### To be done
1) Revise the part of the Xen virtualization article starting with "This small step, from" and going on through "newest mode, PVH.", putting "continuum" in place of "spectrum".
2) Pick up the Xen virtualization article after its last sentence and write what comes next.
───── Document segment ─────
In part 1 of this series, I introduced the concepts of full virtualization and paravirtualization (PV), as well as the hardware virtualization (HVM) feature used by Xen (among other things) to implement full virtualization. I also introduced the concept of installing paravirtualized drivers on a fully virtualized system.
This small step, from full virtualization towards paravirtualization, begins to hint at the idea of a spectrum of paravirtualization. In this article, I will cover the historical reasons for the development of PVHVM, and finally of the newest mode, PVH.
Problems with paravirtualization: AMD and x86-64
It comes as a surprise to many people that while 32-bit paravirtualized guests in Xen are faster than 32-bit fully virtualized guests, when running in 64-bit mode, paravirtualized guests can sometimes be slower than fully virtualized guests. This is due to some changes AMD made when designing the architecture which simplified things for them, but made things more difficult for Xen.
Most modern operating systems need just two levels of protection: user mode and kernel mode. Kernel mode memory is protected from user mode memory via the pagetable “supervisor mode” bit.
───── Data extract ─────
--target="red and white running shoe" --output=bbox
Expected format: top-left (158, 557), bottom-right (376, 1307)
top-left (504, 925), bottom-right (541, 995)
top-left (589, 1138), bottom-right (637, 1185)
─────
### Written responses
1)
This small step, from full virtualization towards paravirtualization, begins to hint at the idea of a continuum of paravirtualization. In this article, I will cover the historical reasons for the development of PVHVM, and finally of the newest mode, PVH.

2)
When running a virtual machine, you need at least three levels of protection: user mode, guest kernel, and hypervisor. The hypervisor memory needs to be protected from the guest kernel, and the guest kernel memory needs to be protected from the user. The pagetable protections only provide two levels of protection, so Xen uses another processor feature, called a segmentation limit, to provide the third level of protection. Segmentation limits are processor feature that was in common use before paging was available. But since paging has been available, segmentation limits have basically not been used; so Xen was able to commandeer them to provide the extra level of necessary protection. The pagetable protections protect both the guest kernel and Xen from userspace; the segmentation limits protect Xen from the guest kernel.
Unfortunately, at the time that Xen team was developing clever new uses for this little-used feature, AMD was designing their 64-bit extensions to the x86 architecture. Any unused processor feature makes hardware much more complicated to design, reason about, and verify. Since basically no operating systems use segmentation limits, AMD decided to get rid of them.
This may have greatly simplified the architecture for AMD, but it made it impossible for Xen to squeeze in 3 levels of protection into the same address space. Instead, for 64-bit PV guests, both guest kernel and guest user-space need to run in ring 3, each with their own address space. Every time a guest process needs to make a system call, it has to bounce up into Xen, which will context-switch to the guest kernel. This not only takes more time for each system call, but requires flushing one of the key CPU caches, called a TLB. Frequent flushing of the TLB causes the all of the execution to run more slowly for some time afterwards, as the TLB is filled up again.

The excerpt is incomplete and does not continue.